» Point-per-instance localization data:
----

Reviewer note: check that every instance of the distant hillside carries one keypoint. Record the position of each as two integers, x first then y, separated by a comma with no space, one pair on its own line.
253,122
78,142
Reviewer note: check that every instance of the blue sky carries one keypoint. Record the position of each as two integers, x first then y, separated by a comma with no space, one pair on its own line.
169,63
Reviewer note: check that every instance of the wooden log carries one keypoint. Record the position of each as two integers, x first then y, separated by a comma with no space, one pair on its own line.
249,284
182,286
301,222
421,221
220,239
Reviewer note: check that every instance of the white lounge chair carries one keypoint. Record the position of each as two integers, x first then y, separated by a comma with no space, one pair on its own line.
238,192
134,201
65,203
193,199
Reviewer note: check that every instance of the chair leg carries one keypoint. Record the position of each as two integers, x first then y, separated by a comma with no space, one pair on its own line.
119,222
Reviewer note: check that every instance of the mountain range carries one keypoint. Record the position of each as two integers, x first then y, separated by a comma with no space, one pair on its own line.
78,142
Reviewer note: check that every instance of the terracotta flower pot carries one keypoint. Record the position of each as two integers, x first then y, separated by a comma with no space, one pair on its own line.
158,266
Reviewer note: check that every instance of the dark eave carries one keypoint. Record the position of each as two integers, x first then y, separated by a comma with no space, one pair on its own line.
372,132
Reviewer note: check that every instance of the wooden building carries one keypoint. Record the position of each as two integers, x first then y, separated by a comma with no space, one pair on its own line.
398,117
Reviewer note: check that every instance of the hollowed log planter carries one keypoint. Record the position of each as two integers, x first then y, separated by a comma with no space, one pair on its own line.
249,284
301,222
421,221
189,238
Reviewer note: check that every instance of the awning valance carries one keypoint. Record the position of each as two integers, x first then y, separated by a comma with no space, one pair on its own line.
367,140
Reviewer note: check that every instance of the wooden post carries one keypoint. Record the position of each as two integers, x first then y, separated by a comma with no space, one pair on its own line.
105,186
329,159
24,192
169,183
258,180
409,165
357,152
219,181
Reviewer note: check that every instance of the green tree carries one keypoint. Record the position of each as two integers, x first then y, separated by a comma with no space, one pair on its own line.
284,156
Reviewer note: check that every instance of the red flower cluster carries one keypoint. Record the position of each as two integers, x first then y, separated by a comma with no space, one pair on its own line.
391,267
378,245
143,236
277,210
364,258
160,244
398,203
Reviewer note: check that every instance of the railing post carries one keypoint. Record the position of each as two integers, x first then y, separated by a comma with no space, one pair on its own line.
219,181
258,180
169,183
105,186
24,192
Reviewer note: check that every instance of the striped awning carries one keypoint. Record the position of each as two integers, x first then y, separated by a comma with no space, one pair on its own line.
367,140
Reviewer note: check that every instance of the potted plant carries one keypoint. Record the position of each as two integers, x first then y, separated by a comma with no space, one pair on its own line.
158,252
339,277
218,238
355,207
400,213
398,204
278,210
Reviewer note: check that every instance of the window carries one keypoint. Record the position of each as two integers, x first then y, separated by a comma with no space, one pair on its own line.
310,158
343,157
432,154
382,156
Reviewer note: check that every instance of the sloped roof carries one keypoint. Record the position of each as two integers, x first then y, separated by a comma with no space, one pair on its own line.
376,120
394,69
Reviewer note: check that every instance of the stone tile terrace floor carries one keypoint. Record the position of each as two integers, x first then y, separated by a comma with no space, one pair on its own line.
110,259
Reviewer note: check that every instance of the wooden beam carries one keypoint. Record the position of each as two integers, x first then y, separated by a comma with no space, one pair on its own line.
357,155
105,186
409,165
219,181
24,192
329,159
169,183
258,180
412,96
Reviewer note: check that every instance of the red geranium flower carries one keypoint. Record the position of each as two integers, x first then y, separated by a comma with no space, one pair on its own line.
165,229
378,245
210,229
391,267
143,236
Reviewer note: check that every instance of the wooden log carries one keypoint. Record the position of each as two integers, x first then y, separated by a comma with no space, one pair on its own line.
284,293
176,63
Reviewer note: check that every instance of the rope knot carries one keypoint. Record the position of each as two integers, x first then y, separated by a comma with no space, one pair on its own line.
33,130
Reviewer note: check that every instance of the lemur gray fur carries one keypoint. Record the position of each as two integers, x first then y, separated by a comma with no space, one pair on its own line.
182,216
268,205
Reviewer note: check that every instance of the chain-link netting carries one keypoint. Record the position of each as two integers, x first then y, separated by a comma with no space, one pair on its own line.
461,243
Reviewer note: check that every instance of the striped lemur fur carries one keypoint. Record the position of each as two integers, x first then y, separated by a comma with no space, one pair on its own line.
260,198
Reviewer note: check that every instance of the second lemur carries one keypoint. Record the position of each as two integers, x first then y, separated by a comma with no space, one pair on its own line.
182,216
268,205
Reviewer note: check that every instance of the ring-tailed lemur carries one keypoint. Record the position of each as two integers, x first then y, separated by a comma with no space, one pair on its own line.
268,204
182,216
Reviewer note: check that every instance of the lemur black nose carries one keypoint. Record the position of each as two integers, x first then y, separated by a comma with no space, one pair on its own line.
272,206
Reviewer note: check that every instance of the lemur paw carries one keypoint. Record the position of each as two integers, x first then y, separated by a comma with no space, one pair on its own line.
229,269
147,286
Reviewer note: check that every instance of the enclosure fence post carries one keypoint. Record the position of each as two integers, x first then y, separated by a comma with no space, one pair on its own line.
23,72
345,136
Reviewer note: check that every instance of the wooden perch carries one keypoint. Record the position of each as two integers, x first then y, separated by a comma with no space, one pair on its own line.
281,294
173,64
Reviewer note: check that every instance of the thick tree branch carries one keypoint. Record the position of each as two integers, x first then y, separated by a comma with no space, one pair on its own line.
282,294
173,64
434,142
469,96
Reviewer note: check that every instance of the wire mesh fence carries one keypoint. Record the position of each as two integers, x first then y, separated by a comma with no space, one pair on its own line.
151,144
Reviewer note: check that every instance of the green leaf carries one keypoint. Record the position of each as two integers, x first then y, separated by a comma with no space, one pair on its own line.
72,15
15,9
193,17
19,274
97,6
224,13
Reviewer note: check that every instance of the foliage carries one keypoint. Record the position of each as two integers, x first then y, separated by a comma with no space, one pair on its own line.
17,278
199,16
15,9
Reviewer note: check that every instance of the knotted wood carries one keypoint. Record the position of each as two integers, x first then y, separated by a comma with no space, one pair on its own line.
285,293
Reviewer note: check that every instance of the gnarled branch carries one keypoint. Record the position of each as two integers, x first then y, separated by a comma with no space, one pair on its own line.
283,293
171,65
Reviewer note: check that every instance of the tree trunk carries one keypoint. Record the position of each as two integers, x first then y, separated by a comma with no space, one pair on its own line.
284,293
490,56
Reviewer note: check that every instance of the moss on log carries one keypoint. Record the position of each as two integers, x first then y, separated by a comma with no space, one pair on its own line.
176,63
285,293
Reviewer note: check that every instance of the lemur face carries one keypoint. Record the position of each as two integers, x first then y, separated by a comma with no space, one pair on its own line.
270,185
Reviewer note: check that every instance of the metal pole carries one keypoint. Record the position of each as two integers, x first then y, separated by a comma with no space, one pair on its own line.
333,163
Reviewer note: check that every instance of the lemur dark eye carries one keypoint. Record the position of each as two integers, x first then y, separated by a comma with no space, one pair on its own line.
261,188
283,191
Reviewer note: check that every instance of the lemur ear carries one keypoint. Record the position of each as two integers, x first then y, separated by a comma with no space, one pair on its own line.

----

» PROBLEM STATEMENT:
Each entry above needs to be output exactly.

» SOLUTION BELOW:
Reviewer note: check that every instance of the distant hillside carries one keypoint. Record the position of each as two integers, x first then y, separated by a comma with no space, one pair on its own line.
253,122
78,142
Reviewer note: check that every instance of the blue sky carries one keypoint. Record the position of each as two integers, x first then y, separated by a comma with no space, one pair on its own line.
169,63
Reviewer note: check that every instance of the wooden log carries one keypoint. Record the position of each as two integers, x first then y, separated by a comma with no space, one pair on its own line.
249,284
182,286
301,222
421,221
220,239
Reviewer note: check that every instance of the white lounge chair carries one keypoint. Record the position of each as two integers, x first then y, separated by a comma with no space, one pair on its own line.
238,192
134,201
65,203
193,199
Reviewer note: check that every instance of the chair leg carries one keypoint. Record the position of each as two integers, x first then y, separated by a comma with no space, one pair on its own line.
119,222
Reviewer note: check that every instance of the mountain range carries one keypoint. Record the position of each as two integers, x first then y, separated by a comma with no space, one pair on its own line.
78,142
Reviewer note: check that every instance of the terracotta flower pot carries one keypoint. Record the position of each as two integers, x first then y, separated by a comma with no space, one pair on its own line.
158,266
Reviewer note: check that every instance of the dark eave carries one keypoint. Record the position of each as two integers, x first then y, separated by a comma with no space, one pair on its own line.
372,132
Reviewer note: check that every instance of the wooden building carries one keypoint. Record the position of each as two integers, x first then y, separated by a comma with no space, one pair on its own line.
398,117
Reviewer note: check that every instance of the hollowed log planter carries one keypoint. Record the position of each as two integers, x first then y, separated by a comma with no space, one pair on its own line.
249,284
301,222
421,221
189,238
Reviewer note: check that every instance of the awning valance carries one keypoint. Record the position of each as two integers, x first then y, separated by a comma with no space, one pair on its own line.
367,140
Reviewer note: check that every instance of the wooden post carries one keypoint. Record the position of each as two integers, x first then y, separated by a comma with no space, one pair on its own line.
105,186
329,159
24,192
169,183
258,180
409,165
357,152
219,181
Reviewer note: check that every instance of the green tree carries one keypoint. Record the position of each as two integers, x first then y, separated by a comma with no space, one pair on its own line.
284,156
Reviewer note: check that every instance of the red flower cluster carries one keypoint. Record the position of each as two integers, x first then y, separated by a comma with no space, one pair on its own line.
391,267
378,245
143,236
277,210
364,258
160,244
398,203
Reviewer note: check that every instance of the railing post carries one keypoint. Record the position of each as two integers, x first then y, separated by a comma with no space, one pair on its own line.
219,181
258,180
169,183
105,186
24,192
Reviewer note: check that every instance of the striped awning carries one keypoint. Record the position of each as two integers, x first then y, separated by a comma with no space, one pair on its own line.
367,140
Reviewer note: check that every instance of the potted plant carries one keypoint. Record the position of each as two integers, x first then y, separated by a comma with no space, one pair on its own line.
158,252
339,277
218,238
355,207
400,213
398,204
278,210
Reviewer note: check that every instance of the window carries one keypoint. Record the position of each as two integers, x first then y, separated by a comma with no space, one pair on its own line.
310,158
343,157
432,154
382,156
Reviewer note: check that every instance of the sloped roof carries one keypoint. Record the position of each as two integers, x first then y, separated by a comma with no space, one pair on its own line.
376,120
394,69
Reviewer note: check that every instance of the stone tile terrace floor carries one keypoint. Record the position of each as two integers, x first then y, separated by a comma with no space, one pair on its own line.
110,259
Reviewer note: check that every instance of the wooden beam carries one keypoint. Record the position of each as two integers, x first then y, separated by a comma with no space, one pair on its own line.
357,155
105,186
409,165
219,181
24,192
329,159
169,183
258,180
412,96
Reviewer note: check that every instance of the red geranium flower carries one keypoint. Record the position of each as two integers, x first then y, separated by a comma with no space, one pair on its own line.
165,229
378,245
210,229
391,267
143,236
Reviewer note: check that every instance of the wooden log carries one keypoint. Record the position of each as two integers, x first then y, separated by a comma with no space, one pair on its own line.
284,293
176,63
Reviewer note: check that every instance of the rope knot carries one keypoint. Record the position of each as two integers, x first then y, separated by a comma with no space, one pair on its own line.
33,130
Reviewer note: check that every instance of the lemur gray fur carries one keypoint. Record the position of each as two integers, x first then y, separated by a comma with no space, one pair on its own line.
182,216
268,205
Reviewer note: check that every instance of the chain-link netting carries one keypoint. Record the position of each as two integers, x first then y, separated by a comma with no space, one pair on its own line.
461,243
Reviewer note: check that every instance of the striped lemur fur carries one keypoint. Record the position of each as two integers, x first then y, separated by a comma with no space, one pair on its own line.
260,198
Reviewer note: check that every instance of the second lemur carries one keypoint. Record the position of each as two integers, x first then y, separated by a comma with no space, one pair on its own line.
182,216
268,205
Reviewer note: check that every instance of the ring-tailed lemur carries one keypoint. Record the position of each as two integers, x first then y, separated by a comma with no space, one pair on its own line.
268,204
182,216
Reviewer note: check that every instance of the lemur black nose carries one keypoint. Record the position of each as two integers, x first then y, separated by a comma with no space, one pair on its own line.
272,206
Reviewer note: check that every instance of the lemur paw carries one keypoint. Record the position of each as two integers, x first then y, separated by a comma with no space, one pair on its own line.
229,269
147,286
Reviewer note: check that every instance of the enclosure fence post carries one keypoint. Record the position of each as two integers, x first then y, separated by a comma with no space, one pair on its own line.
23,72
345,136
Reviewer note: check that every instance of the wooden perch carries one keypoint. Record the position of each as two integers, x first then y, separated by a comma with no space, one pair on its own line.
281,294
173,64
Reviewer note: check that every instance of the thick tree branch carries one keypoint. Record the position of each as two integers, x first then y, separated by a comma with no space, one pair on its own line.
282,294
173,64
434,142
469,96
Reviewer note: check that every instance of the wire mesh fence carries one keypoint. Record the position of each as two integers, x first then y, separated by a comma with no space, one pair on its own line.
151,144
Reviewer note: check that every instance of the green leaf carries one keypoint. Record the position of each as two integers, x first then y, separated by a comma with no space, one pair on its own line.
72,15
15,9
193,17
19,274
97,6
224,13
Reviewer note: check that every instance of the foliage carries one keypoint. Record the position of each as two integers, x first then y, separated by a comma with no space, one pair on its own line.
17,278
199,16
15,9
Reviewer note: check that every instance of the knotted wood carries one keypoint. Record the position of each as two integers, x first then y, separated by a comma with no space, one pair on its own line.
285,293
Reviewer note: check that every instance of the gnarled branch carries one keypoint. Record the position of each as two integers, x first then y, separated by a comma with no space, one pair on its own line.
283,293
171,65
Reviewer note: check that every instance of the tree trunk carries one keypoint. Record the position of each as two integers, x first then y, separated by a comma with no space, one pair on its own line.
284,293
490,56
Reviewer note: check that every instance of the moss on log carries one keypoint. Record the position of each as two integers, x first then y, separated by a comma with no space, one pair on its own line.
176,63
285,293
Reviewer note: check that every instance of the lemur face carries one keypoint. Record the position of each as two integers, x first then y, separated by a comma with no space, one pair on its own line.
270,185
Reviewer note: check that every instance of the metal pole carries one keypoint. Record the position of each as two integers, x first then y, separated by a comma with no space, one pair on its own line.
333,163
Reviewer note: check that every instance of the lemur dark eye carries one keypoint. Record the position of each as two integers, x first then y, separated by a comma with no space, one pair on its own line.
261,188
283,191
Reviewer note: check that every instance of the lemur ear carries one keypoint. Record the position of each as two integers, x first then y, separated by a comma with no space, one pair on its own line.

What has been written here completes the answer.